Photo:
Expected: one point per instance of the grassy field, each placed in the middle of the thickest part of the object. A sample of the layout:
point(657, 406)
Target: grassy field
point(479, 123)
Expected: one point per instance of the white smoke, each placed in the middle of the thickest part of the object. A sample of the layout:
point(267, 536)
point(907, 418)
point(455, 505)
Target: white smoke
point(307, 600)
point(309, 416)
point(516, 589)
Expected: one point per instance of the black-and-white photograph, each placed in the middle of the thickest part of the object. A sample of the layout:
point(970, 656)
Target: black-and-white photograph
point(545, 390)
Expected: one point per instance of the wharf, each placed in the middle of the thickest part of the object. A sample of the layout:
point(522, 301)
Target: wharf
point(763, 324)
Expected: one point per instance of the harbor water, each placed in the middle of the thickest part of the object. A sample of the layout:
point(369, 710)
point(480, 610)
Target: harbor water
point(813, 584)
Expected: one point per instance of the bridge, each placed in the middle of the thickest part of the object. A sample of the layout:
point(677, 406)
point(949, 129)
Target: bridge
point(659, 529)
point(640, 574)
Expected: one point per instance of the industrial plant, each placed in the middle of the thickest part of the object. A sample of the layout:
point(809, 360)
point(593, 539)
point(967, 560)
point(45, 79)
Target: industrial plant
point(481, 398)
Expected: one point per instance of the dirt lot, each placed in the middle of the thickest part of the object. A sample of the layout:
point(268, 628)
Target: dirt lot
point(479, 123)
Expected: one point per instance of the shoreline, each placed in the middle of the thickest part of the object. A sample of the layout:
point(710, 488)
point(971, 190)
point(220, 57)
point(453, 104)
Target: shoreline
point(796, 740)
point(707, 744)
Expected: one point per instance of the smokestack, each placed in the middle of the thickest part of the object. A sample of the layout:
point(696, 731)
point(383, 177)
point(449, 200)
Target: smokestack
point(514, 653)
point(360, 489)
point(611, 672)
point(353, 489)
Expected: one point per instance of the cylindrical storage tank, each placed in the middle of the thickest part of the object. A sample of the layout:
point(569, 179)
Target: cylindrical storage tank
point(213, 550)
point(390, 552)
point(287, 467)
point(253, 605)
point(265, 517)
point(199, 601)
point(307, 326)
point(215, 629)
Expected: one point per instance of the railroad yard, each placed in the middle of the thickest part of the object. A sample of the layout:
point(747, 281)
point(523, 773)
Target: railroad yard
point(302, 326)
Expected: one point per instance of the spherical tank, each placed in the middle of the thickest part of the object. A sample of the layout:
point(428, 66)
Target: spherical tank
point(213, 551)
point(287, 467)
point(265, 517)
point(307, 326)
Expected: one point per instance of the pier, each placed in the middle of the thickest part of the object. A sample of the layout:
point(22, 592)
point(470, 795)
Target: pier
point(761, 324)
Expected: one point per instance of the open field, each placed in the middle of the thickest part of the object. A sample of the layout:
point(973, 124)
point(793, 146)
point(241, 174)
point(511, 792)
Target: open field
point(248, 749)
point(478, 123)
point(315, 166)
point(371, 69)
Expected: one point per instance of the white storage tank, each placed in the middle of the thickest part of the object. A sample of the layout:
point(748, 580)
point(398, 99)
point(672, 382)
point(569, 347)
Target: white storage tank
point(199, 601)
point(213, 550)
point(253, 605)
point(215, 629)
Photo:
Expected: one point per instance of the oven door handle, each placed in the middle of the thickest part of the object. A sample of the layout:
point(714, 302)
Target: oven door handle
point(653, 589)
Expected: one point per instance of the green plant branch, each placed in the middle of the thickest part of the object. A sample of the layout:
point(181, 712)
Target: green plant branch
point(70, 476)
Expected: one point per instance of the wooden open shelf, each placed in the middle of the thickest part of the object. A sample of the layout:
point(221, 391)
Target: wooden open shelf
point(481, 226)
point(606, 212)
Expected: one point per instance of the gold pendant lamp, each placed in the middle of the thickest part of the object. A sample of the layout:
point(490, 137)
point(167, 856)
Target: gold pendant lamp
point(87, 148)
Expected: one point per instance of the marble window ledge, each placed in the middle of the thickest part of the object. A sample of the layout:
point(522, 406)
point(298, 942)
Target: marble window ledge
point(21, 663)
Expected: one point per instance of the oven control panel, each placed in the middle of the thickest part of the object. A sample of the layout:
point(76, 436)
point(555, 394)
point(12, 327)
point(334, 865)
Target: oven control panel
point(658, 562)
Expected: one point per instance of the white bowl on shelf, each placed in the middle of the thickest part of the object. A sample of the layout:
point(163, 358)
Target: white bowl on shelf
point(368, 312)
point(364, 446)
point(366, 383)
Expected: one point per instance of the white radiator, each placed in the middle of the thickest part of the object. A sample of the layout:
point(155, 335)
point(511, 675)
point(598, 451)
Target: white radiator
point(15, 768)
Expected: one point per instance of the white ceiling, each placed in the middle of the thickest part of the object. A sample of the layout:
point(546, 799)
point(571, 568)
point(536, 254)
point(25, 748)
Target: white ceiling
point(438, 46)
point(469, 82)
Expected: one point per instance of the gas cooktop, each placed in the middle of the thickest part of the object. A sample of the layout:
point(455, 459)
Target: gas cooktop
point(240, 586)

▸ **EXERCISE TASK**
Reproduce every one of the records above word for word, leaving out no line.

▸ **EXERCISE SOLUTION**
Photo:
Expected: one point per instance of the grassy field, each placed in the middle of the thickest part of the object. A sample of the layout:
point(657, 406)
Target: grassy field
point(479, 123)
Expected: one point per instance of the white smoke, each placed in the middle of the thickest part of the object. A sample of the layout:
point(267, 536)
point(907, 418)
point(455, 505)
Target: white smoke
point(307, 600)
point(309, 416)
point(516, 589)
Expected: one point per instance of the black-and-white photograph, each placed in the middle of the thickest part of the object. A sample of the layout:
point(970, 656)
Target: black-and-white photograph
point(545, 390)
Expected: one point per instance of the wharf, each placed in the middle of the thickest part of the object. A sample of the layout:
point(522, 301)
Target: wharf
point(763, 324)
Expected: one point per instance of the harbor water, each placed in the middle of the thickest part of the object. A sample of the layout:
point(369, 710)
point(480, 610)
Target: harbor water
point(813, 584)
Expected: one point per instance of the bridge, each placed in the middle of the thickest part of the object. A sample of the layout:
point(677, 406)
point(949, 129)
Target: bridge
point(659, 529)
point(640, 574)
Expected: one point per instance of the industrial plant, each placed in the middle of the thickest part of the object. A sample of the layout:
point(809, 360)
point(593, 539)
point(967, 560)
point(45, 79)
Target: industrial plant
point(481, 398)
Expected: one point per instance of the dirt lot, each placed in the middle of the thickest part of the object. A sample of the layout:
point(268, 628)
Target: dirt lot
point(479, 123)
Expected: one point per instance of the shoreline, each placed in the middle of the thickest part of the object. A sample of the layout:
point(710, 488)
point(971, 190)
point(220, 57)
point(453, 104)
Target: shoreline
point(796, 740)
point(707, 744)
Expected: one point per instance of the smokestack, each placed in the middle of the thickest part of the object. A sample of the layout:
point(696, 731)
point(383, 177)
point(449, 200)
Target: smokestack
point(514, 653)
point(360, 489)
point(611, 672)
point(353, 489)
Expected: one point per instance of the cylindrical storage tank, each placed in the middle of the thickest part of the object. A sample of the layout:
point(569, 179)
Target: cylindrical storage tank
point(213, 550)
point(390, 552)
point(287, 467)
point(253, 605)
point(265, 517)
point(199, 601)
point(307, 326)
point(215, 629)
Expected: one point per instance of the railroad yard, each placed in the middle of the thickest part of the object. A sample of the layout:
point(747, 281)
point(523, 773)
Target: railroad yard
point(302, 326)
Expected: one point per instance of the spherical tank, each placed in the middle of the thickest part of the object. A sample of the layout:
point(428, 66)
Target: spherical tank
point(213, 551)
point(287, 467)
point(265, 517)
point(307, 326)
Expected: one point per instance of the pier, each placed in the middle of the thickest part of the object. A sample of the layout:
point(22, 592)
point(470, 795)
Target: pier
point(761, 324)
Expected: one point per instance of the open field, each placed in the middle of the thickest part of the object. A sample of the layout:
point(973, 124)
point(793, 146)
point(241, 174)
point(511, 792)
Target: open field
point(248, 749)
point(478, 123)
point(315, 166)
point(371, 69)
Expected: one point per instance of the white storage tank, each placed in the middle of the thickest part of the object. A sample of the layout:
point(748, 580)
point(398, 99)
point(672, 382)
point(569, 347)
Target: white storage tank
point(199, 601)
point(213, 550)
point(253, 605)
point(215, 629)
Photo:
Expected: one point per instance of the oven door handle, each placed in the middle of the thickest part of the object. A sample of the layout:
point(714, 302)
Target: oven door handle
point(653, 589)
Expected: one point per instance of the green plant branch, each placed in the middle of the thickest part of the object. A sample of the layout:
point(181, 712)
Target: green plant branch
point(70, 476)
Expected: one point per instance of the wooden open shelf, each placed in the middle of the thickest part of the object. A sample of the layout:
point(221, 391)
Target: wooden open shelf
point(481, 226)
point(606, 212)
Expected: one point per instance of the gold pendant lamp, each placed in the middle of the thickest part of the object. A sample of the layout:
point(490, 137)
point(167, 856)
Target: gold pendant lamp
point(87, 148)
Expected: one point per instance of the marble window ledge, each placed in the middle of the thickest part of the object. A sample of the layout:
point(522, 406)
point(298, 942)
Target: marble window ledge
point(21, 663)
Expected: one point per instance of the oven control panel, each placed in the middle of the thickest part of the object. A sample of the layout:
point(76, 436)
point(555, 394)
point(12, 327)
point(334, 865)
Target: oven control panel
point(658, 562)
Expected: one point per instance of the white bowl on shelf, each placed in the middle of the thickest part of the object. A sample of the layout:
point(163, 358)
Target: white bowl on shelf
point(368, 312)
point(364, 446)
point(366, 383)
Expected: one point per instance of the white radiator, each placed in the middle of the thickest part of the object. A sample of the layout:
point(155, 335)
point(511, 675)
point(598, 451)
Target: white radiator
point(15, 768)
Expected: one point per instance of the white ceiling, each placed in the middle of the thickest part of the object. A sample of the layout:
point(546, 799)
point(571, 568)
point(536, 254)
point(25, 748)
Target: white ceiling
point(438, 46)
point(469, 82)
Expected: one point per instance of the gas cooktop, each placed in the middle of the thickest part of the object. A sample of the layout:
point(455, 459)
Target: gas cooktop
point(240, 586)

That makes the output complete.